And in addition to the kind of international message, I think Palestinians are saying to us too we also want the international community to recognize that the Palestinian territories have always been a place of tolerance, where women's rights have been respected, where diversity has been respected. It is, by the way, a multi-religious community. But that needs to be respected.
So we cannot let Hamas claim that it is the international community's fault that they cannot deliver for their people. They can't deliver for their people because they refuse to accept the responsibilities of governing. That's why they can't deliver for their people. And we're going to have to make that very clear in the meetings that we're having tomorrow. I think we will want to look at different ways that we might be able to mitigate the impact for the Palestinian people of having a government that won't do what they need to do, won't help them, won't help their own people.

> RECORDED INFORMATION:
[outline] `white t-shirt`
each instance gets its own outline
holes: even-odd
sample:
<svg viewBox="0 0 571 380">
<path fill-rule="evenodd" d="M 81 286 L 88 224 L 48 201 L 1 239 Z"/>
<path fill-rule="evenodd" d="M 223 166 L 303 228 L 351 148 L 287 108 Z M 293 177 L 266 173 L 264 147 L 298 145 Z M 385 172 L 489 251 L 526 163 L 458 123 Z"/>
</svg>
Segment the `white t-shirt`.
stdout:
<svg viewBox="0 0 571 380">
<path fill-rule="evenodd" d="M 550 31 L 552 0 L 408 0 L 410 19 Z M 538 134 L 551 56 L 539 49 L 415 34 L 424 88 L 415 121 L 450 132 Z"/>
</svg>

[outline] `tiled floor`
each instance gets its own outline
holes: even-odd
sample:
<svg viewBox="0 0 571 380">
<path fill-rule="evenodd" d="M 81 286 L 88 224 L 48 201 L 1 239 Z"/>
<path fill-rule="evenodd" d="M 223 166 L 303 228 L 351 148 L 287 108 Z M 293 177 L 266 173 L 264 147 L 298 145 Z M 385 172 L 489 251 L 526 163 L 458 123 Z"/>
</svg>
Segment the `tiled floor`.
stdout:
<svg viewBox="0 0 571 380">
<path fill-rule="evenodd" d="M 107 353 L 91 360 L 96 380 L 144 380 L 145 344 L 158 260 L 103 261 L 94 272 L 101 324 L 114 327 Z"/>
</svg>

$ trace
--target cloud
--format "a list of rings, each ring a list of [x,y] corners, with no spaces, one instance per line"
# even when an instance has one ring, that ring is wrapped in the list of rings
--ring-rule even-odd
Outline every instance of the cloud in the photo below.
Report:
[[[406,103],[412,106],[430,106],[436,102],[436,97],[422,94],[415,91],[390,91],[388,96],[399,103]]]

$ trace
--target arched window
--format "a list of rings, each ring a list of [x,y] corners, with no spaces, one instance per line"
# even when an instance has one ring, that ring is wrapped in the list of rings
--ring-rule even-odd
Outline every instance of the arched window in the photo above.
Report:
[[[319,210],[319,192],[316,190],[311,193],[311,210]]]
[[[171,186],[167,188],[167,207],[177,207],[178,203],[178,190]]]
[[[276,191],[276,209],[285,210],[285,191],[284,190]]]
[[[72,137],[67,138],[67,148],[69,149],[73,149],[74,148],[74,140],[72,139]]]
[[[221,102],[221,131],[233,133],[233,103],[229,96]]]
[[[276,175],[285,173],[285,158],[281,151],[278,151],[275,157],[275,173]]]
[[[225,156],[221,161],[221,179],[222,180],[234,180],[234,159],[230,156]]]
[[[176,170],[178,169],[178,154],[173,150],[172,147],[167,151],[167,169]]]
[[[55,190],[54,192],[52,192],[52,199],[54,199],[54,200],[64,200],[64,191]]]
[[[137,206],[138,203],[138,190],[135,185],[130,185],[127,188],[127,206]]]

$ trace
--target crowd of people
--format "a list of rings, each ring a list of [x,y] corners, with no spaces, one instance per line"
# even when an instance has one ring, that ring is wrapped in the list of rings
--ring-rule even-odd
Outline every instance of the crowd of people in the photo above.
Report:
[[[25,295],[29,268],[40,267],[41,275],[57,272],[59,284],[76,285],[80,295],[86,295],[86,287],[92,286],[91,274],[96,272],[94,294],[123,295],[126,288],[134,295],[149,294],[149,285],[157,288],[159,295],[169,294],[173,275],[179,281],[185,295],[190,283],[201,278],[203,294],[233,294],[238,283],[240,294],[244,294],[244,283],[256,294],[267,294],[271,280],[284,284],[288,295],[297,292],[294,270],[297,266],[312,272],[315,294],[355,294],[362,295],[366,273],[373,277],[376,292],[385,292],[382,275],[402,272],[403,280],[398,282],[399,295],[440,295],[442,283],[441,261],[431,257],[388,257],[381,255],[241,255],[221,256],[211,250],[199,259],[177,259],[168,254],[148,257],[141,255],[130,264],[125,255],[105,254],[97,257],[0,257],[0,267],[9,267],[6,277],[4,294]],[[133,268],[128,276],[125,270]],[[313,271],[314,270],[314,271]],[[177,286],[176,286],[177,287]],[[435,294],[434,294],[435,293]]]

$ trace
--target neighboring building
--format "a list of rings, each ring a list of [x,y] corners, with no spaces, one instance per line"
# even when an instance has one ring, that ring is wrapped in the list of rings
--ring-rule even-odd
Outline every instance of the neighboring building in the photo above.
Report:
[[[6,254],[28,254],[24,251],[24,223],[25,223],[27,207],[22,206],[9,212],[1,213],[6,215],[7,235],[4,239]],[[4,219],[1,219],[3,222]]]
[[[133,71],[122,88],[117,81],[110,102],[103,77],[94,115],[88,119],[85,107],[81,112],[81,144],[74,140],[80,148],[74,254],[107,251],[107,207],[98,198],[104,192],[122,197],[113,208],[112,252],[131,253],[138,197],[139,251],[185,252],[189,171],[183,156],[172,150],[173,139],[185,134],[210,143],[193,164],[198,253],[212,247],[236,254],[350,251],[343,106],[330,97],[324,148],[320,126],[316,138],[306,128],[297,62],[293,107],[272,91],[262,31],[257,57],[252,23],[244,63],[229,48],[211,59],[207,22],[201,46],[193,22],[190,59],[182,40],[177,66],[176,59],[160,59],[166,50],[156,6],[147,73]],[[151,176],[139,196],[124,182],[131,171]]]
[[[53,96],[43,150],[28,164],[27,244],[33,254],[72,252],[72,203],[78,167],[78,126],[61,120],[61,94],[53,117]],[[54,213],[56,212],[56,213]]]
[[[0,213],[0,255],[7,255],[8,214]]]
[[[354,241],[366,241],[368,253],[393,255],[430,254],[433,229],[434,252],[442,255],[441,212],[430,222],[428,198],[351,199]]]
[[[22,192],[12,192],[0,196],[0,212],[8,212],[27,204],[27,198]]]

> DIRECTIONS FOR THIS TASK: Reproduce verbatim the passage of the remarks on Hamas and the Palestinian territories starting at "And in addition" and ending at "to be respected.".

> RESPONSE:
And in addition to the kind of international message, I think Palestinians are saying to us too we also want the international community to recognize that the Palestinian territories have always been a place of tolerance, where women's rights have been respected, where diversity has been respected. It is, by the way, a multi-religious community. But that needs to be respected.